### INFORMATION GIVEN
[Start]
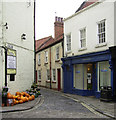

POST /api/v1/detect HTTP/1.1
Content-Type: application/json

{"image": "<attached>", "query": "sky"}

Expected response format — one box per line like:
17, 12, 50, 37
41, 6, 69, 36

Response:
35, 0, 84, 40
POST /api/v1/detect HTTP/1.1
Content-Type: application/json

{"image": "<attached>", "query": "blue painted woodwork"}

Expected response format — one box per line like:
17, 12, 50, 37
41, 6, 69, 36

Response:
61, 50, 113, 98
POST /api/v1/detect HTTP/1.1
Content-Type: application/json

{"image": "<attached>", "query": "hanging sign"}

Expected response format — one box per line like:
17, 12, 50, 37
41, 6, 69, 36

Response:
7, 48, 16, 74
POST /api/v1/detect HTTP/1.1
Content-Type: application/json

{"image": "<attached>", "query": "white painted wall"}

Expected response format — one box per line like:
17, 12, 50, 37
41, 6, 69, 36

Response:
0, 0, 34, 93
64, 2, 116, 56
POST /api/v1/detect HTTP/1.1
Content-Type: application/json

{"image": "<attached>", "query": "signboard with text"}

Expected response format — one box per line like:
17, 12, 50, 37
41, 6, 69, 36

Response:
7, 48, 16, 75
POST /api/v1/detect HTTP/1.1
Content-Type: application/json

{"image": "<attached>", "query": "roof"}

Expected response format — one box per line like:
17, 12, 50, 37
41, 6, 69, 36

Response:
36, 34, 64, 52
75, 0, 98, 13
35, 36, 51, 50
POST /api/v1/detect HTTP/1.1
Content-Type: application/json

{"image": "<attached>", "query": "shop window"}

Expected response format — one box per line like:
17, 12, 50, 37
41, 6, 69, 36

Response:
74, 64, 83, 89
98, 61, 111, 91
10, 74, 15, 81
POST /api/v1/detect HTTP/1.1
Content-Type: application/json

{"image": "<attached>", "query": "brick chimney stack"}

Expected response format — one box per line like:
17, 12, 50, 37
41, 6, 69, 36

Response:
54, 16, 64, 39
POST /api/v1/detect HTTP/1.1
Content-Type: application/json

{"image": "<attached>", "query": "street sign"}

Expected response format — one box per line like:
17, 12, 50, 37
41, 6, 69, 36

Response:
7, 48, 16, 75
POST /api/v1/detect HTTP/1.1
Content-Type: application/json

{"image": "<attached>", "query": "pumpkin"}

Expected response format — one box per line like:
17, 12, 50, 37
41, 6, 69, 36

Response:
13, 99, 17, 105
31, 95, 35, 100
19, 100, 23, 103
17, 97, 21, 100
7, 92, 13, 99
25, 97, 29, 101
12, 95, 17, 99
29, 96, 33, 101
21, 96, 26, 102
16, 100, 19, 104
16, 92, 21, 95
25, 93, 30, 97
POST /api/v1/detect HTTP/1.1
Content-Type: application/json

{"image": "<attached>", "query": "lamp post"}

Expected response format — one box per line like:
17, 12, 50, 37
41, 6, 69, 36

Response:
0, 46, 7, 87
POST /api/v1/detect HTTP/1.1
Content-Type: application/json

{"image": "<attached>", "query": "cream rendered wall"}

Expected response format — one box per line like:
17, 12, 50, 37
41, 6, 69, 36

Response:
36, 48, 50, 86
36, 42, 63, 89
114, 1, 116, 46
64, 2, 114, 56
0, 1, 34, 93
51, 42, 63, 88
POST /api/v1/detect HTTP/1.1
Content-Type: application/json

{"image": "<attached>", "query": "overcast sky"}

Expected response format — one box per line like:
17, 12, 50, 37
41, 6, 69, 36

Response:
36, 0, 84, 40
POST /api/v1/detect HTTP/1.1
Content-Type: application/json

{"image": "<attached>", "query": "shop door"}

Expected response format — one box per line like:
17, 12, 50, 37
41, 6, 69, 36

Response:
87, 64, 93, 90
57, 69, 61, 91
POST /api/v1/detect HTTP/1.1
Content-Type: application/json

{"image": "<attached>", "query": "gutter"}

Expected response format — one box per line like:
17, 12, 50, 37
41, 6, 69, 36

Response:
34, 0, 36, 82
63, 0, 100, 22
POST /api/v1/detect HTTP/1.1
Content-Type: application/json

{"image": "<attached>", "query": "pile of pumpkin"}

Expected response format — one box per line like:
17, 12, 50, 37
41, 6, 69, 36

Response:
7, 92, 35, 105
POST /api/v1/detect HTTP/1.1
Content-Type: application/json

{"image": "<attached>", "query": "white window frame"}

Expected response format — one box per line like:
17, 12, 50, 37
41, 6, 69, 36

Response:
[End]
### CHALLENGE
Put every line from the start of the rows up to and including the line with "61, 50, 113, 98" into a Markdown table with the columns Number and Record line. Number each line in order, skip blank lines, and leave the pictures out.

### SOLUTION TO THIS EXERCISE
| Number | Record line |
|---|---|
| 1 | POST /api/v1/detect HTTP/1.1 |
| 2 | Content-Type: application/json |
| 3 | {"image": "<attached>", "query": "sky"} |
| 4 | Expected response format — one box per line like: |
| 5 | 17, 12, 50, 37 |
| 6 | 41, 6, 69, 36 |
| 7 | Response: |
| 8 | 35, 0, 84, 40 |
| 9 | POST /api/v1/detect HTTP/1.1 |
| 10 | Content-Type: application/json |
| 11 | {"image": "<attached>", "query": "blue painted woodwork"} |
| 12 | Expected response format — one box per line like: |
| 13 | 17, 12, 50, 37 |
| 14 | 41, 6, 69, 36 |
| 15 | Response: |
| 16 | 61, 50, 113, 98 |